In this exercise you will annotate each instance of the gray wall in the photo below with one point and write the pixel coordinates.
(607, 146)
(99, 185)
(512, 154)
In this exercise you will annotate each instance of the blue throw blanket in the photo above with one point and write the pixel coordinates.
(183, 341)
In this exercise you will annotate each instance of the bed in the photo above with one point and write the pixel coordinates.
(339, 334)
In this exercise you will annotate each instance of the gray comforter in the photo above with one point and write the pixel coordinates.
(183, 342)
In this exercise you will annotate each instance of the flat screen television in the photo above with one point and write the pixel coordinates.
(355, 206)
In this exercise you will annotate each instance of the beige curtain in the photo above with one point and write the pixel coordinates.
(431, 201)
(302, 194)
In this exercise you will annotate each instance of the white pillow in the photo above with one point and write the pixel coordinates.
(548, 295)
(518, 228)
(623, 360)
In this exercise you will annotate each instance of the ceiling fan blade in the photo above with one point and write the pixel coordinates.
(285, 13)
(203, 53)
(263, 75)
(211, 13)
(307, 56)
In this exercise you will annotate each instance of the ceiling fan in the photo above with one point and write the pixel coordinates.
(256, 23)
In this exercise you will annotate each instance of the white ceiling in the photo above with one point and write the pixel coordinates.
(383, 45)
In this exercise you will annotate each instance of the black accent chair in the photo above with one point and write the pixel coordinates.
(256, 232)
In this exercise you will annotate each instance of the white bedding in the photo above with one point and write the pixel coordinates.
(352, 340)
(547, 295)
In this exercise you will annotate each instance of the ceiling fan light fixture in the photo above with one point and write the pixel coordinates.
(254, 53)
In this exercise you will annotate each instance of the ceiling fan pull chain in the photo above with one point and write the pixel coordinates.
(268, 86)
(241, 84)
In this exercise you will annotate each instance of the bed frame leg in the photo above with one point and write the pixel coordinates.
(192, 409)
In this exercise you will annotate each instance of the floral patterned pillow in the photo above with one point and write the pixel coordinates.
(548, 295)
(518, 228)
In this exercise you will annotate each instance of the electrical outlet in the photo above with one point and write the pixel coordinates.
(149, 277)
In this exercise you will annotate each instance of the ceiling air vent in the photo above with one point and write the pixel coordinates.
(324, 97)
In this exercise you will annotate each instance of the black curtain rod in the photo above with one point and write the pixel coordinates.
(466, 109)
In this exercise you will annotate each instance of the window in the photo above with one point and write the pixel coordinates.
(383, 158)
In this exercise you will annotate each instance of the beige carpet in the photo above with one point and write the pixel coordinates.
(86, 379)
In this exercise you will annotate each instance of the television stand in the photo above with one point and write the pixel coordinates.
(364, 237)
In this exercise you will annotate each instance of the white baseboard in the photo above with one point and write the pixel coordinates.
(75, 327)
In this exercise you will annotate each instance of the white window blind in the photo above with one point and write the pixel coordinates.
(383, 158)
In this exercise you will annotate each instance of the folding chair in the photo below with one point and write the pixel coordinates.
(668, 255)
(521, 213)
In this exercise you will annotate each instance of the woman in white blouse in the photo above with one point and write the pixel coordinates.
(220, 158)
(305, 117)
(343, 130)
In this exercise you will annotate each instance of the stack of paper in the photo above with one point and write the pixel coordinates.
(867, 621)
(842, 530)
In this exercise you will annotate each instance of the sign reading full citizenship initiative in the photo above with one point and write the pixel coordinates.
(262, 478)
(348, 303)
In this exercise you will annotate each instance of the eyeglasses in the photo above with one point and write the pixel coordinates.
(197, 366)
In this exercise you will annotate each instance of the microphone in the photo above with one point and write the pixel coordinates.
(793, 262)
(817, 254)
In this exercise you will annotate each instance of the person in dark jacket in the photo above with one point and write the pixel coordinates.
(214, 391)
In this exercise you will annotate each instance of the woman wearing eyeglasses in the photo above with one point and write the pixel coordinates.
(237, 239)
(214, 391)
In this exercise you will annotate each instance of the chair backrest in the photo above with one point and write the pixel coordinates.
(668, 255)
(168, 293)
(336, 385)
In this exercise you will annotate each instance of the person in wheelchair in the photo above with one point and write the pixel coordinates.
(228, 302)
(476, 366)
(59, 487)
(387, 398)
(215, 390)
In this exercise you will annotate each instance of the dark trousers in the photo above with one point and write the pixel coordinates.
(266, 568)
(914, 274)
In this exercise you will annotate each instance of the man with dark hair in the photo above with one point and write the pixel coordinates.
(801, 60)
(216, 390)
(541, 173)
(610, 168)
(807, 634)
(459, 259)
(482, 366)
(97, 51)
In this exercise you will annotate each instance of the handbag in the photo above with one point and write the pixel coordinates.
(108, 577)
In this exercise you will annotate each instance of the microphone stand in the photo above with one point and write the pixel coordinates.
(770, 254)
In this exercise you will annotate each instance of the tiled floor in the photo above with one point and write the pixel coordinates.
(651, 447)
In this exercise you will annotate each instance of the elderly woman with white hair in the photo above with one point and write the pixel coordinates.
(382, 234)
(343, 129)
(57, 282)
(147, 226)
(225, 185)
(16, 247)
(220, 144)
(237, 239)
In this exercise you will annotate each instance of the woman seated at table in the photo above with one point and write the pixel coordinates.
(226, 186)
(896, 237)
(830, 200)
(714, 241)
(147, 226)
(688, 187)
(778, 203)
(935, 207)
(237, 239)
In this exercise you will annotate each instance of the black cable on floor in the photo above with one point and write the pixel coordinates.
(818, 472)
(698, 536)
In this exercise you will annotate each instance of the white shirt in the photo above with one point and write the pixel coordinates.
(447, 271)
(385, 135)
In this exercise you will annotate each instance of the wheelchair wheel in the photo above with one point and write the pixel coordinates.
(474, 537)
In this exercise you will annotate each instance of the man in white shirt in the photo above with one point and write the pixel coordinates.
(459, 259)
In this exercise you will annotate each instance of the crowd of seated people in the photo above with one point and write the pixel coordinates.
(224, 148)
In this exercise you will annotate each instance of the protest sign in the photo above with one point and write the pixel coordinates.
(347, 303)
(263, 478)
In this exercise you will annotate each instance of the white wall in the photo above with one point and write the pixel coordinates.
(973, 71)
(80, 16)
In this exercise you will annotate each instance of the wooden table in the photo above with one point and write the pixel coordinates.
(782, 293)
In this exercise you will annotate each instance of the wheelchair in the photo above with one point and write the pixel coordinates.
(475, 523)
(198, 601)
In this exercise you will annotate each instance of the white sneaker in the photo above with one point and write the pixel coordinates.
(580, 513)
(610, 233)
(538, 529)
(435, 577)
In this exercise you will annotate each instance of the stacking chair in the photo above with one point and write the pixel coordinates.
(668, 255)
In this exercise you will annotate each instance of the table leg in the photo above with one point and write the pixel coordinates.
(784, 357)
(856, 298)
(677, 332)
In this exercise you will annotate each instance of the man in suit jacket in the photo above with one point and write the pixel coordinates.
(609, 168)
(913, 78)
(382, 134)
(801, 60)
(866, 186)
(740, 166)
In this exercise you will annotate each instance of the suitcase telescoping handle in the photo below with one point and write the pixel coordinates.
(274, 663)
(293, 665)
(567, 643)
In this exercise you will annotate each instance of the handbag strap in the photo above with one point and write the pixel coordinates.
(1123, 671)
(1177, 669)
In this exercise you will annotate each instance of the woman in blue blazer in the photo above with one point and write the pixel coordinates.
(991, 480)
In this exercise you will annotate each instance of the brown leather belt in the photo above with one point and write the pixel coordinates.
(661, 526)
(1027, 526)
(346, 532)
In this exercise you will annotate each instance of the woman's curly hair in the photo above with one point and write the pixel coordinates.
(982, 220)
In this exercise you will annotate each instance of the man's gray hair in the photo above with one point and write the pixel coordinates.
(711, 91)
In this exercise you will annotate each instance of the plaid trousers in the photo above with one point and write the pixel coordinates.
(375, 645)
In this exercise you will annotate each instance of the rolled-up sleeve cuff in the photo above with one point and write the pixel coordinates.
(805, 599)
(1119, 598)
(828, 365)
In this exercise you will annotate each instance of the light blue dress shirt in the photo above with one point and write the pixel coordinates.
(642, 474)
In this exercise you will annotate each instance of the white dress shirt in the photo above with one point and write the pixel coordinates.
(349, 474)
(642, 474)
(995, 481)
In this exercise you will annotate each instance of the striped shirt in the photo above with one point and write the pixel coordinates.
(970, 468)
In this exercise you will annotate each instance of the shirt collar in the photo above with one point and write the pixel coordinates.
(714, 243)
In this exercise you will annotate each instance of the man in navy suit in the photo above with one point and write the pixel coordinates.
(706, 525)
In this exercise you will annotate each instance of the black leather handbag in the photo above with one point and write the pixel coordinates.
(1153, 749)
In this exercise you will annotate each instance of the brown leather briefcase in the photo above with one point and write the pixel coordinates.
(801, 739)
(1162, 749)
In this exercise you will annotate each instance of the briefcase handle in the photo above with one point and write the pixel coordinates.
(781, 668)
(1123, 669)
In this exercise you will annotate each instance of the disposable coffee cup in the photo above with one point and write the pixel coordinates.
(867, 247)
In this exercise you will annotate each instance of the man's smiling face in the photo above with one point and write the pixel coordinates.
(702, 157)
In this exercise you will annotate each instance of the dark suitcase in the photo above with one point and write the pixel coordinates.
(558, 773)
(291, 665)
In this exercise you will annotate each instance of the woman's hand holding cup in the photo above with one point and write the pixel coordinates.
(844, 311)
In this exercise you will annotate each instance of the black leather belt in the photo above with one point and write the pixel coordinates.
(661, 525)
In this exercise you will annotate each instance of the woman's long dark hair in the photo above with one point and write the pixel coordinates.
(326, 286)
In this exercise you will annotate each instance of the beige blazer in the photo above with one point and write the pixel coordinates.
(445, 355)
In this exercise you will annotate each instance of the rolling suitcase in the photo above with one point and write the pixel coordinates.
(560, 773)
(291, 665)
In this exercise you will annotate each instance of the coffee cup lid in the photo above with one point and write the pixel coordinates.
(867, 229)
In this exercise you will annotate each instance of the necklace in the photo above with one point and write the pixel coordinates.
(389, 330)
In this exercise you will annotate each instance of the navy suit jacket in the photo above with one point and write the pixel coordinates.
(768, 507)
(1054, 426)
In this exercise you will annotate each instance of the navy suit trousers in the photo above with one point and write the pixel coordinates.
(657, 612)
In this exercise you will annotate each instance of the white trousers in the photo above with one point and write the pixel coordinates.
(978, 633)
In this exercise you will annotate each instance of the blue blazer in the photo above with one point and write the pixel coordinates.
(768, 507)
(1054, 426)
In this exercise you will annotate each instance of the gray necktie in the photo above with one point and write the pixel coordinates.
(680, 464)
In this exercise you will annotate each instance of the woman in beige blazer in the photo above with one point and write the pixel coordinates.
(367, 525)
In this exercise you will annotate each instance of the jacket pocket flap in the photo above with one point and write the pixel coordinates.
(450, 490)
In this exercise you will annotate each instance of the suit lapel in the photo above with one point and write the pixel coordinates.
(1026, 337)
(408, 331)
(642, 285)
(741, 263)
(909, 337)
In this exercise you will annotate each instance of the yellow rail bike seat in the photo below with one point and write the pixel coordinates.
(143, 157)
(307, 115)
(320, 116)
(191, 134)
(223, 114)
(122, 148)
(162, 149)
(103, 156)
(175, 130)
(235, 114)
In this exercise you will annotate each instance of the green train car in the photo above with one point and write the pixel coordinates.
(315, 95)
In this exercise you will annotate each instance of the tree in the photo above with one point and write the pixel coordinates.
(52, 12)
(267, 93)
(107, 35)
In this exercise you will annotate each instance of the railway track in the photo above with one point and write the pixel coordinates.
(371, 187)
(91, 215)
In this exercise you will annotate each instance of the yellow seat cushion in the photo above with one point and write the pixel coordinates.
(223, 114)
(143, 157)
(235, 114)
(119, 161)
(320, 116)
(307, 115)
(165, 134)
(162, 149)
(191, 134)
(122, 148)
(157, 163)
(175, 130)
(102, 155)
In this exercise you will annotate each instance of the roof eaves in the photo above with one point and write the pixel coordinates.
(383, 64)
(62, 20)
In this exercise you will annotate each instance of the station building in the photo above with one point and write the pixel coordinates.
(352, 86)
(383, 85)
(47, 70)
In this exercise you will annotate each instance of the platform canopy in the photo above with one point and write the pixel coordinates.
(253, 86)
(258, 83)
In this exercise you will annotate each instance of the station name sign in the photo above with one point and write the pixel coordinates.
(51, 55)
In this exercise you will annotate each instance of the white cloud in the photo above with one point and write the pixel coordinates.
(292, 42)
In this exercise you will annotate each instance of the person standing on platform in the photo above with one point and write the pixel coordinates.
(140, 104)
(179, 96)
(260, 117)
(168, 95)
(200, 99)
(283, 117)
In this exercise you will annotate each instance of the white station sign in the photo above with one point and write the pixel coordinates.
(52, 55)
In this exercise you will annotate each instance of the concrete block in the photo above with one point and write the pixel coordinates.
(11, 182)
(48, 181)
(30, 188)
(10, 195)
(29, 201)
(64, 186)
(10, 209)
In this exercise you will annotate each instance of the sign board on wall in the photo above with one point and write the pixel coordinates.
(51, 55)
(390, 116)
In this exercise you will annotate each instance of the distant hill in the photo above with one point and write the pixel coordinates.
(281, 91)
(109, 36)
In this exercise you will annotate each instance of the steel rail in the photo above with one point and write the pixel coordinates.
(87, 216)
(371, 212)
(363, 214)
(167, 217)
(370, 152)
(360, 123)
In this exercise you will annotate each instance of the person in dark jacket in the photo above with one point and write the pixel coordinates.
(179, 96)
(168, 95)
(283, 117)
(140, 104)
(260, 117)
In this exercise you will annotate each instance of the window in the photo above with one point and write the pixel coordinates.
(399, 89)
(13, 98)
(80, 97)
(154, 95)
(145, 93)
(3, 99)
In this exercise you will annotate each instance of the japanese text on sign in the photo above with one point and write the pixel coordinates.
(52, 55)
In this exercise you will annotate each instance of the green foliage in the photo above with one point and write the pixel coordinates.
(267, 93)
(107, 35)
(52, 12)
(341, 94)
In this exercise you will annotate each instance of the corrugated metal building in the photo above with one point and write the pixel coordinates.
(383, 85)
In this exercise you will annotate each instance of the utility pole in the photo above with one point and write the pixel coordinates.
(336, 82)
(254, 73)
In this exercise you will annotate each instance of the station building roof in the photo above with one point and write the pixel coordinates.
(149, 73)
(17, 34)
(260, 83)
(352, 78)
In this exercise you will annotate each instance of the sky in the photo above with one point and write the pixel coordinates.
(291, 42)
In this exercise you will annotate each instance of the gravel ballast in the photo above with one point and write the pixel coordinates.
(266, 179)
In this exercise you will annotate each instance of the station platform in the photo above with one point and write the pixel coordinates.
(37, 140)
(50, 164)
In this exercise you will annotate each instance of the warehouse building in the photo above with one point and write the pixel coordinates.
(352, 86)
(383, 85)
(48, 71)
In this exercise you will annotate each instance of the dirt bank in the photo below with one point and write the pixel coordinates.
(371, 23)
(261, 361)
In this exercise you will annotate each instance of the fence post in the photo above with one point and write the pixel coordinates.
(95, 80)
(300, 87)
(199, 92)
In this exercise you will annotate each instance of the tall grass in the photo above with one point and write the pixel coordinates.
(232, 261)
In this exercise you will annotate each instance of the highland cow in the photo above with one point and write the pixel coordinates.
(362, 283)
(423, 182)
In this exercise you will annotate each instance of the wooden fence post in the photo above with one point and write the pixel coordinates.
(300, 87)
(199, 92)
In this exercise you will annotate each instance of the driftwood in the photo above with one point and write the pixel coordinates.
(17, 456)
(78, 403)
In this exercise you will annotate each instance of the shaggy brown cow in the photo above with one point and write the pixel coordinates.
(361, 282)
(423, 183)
^^^^^^^^
YOUR INSTRUCTIONS. Repeat only the lines from the one holding "In this exercise you will annotate each instance of the dirt" through the last line of the data.

ANSWER TO THIS TASK.
In this exercise you will annotate each instance of the dirt bank in the photo below with one point and write the pixel coordinates.
(371, 23)
(261, 361)
In this exercise you will annotate each instance of the fence post in the photo above with one point and write the pixel coordinates.
(95, 80)
(300, 87)
(199, 92)
In this exercise you will annotate each instance of the tall grass in the photo above with one point and write the pixel coordinates.
(232, 261)
In this exercise you will annotate each instance of the highland cow in the photo above with one point and write the pixel coordinates.
(362, 283)
(423, 182)
In this exercise you will annotate each instance of the wooden fence post in the photo above with one point and write the pixel coordinates.
(300, 87)
(199, 92)
In this exercise you will annotate each instance of the driftwood in the photo above with one point and write the pixel coordinates.
(17, 456)
(78, 403)
In this exercise you will annotate each instance of the shaggy brown cow in the photo above with one point and write the pixel coordinates.
(361, 282)
(423, 183)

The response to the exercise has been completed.